# Welcome BobM and BROWNDOG as new Mods



## nodakoutdoors.com (Feb 27, 2002)

I want to thank BobM and BROWNDOG for stepping up so quickly to be the new moderators of the forum.

FYI

Thanks guys


----------



## Goosehunterdog (Jun 12, 2005)

Thank You both for stepping up and taking the moderator jobs... :beer:


----------



## Dick Monson (Aug 12, 2002)

How in the heck did we get stuck with Bobm? I voted 19 times for anybody else! It was rigged, rigged I tell you........Darn it anyway.

Good luck guys. :beer: And thanks to both for taking it on.


----------



## Guest (Aug 30, 2007)

Thanks guys, I can't believe our good fortune. I appreciate you guys stepping up. I would have liked to but I am not in the same league.

• [Task set]:
**A.** Answer these questions about the moderator welcome thread.
(i) Which two users are thanked for becoming the new moderators?
(ii) How many times does Dick Monson claim he voted for someone else?
(iii) What date appears with the Goosehunterdog reply?
**B.** Carry on the moderator welcome thread from its last reply onward.

• [Coordinate annotation entries]:
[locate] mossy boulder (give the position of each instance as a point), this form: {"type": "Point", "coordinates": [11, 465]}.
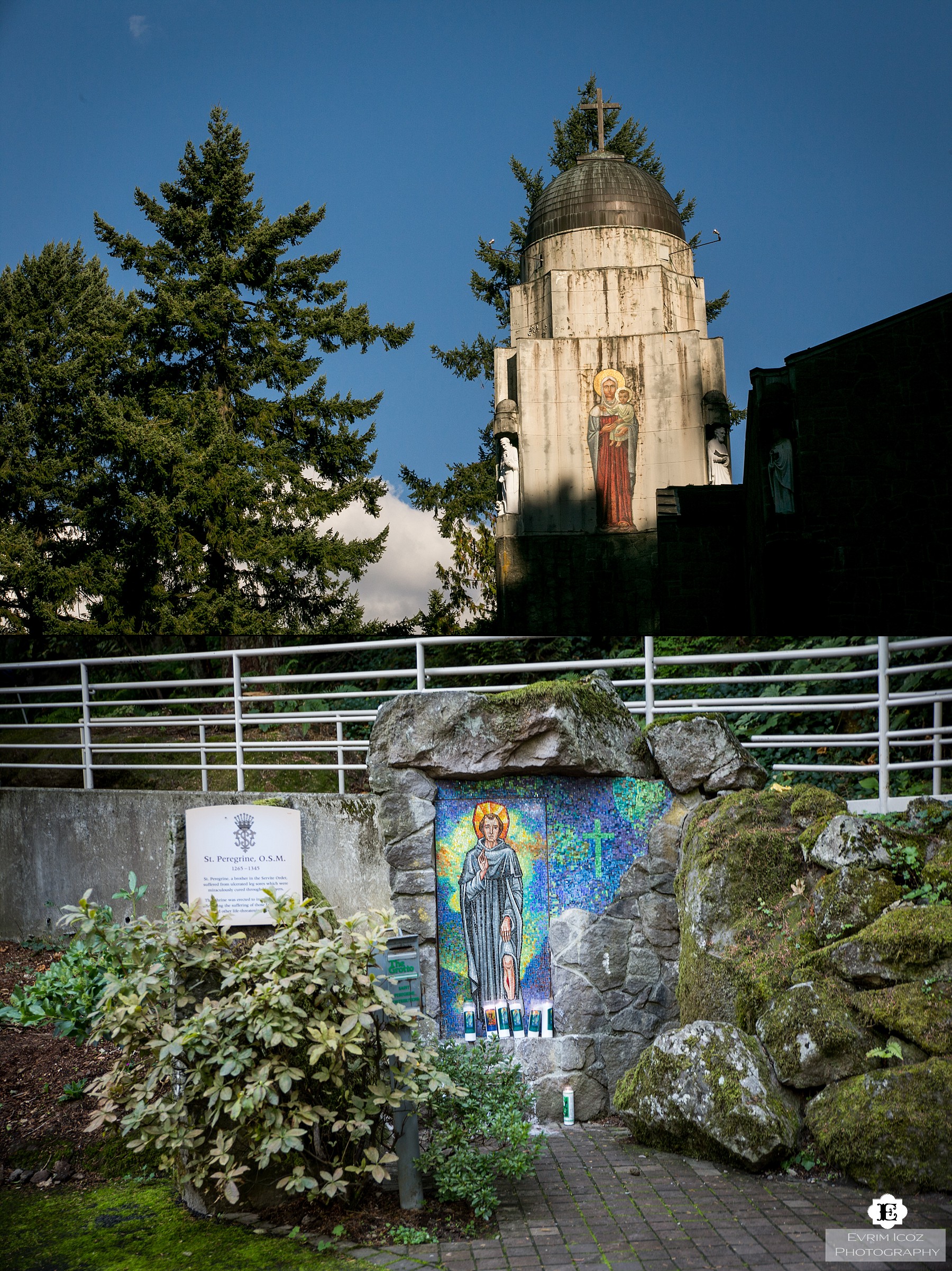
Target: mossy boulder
{"type": "Point", "coordinates": [707, 1091]}
{"type": "Point", "coordinates": [850, 840]}
{"type": "Point", "coordinates": [852, 898]}
{"type": "Point", "coordinates": [702, 752]}
{"type": "Point", "coordinates": [812, 1038]}
{"type": "Point", "coordinates": [921, 1012]}
{"type": "Point", "coordinates": [898, 947]}
{"type": "Point", "coordinates": [937, 820]}
{"type": "Point", "coordinates": [740, 858]}
{"type": "Point", "coordinates": [574, 726]}
{"type": "Point", "coordinates": [889, 1129]}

• [In response]:
**A.**
(i) BobM and BROWNDOG
(ii) 19 times
(iii) Jun 12, 2005

**B.**
----------



## griffman (Jan 17, 2004)

Dick Monson said:


> How in the heck did we get stuck with Bobm? I voted 19 times for anybody else! It was rigged, rigged I tell you........Darn it anyway.
> 
> Good luck guys. :beer: And thanks to both for taking it on.


He he  19 times for anybody else.....


----------



## mdaniel (May 2, 2007)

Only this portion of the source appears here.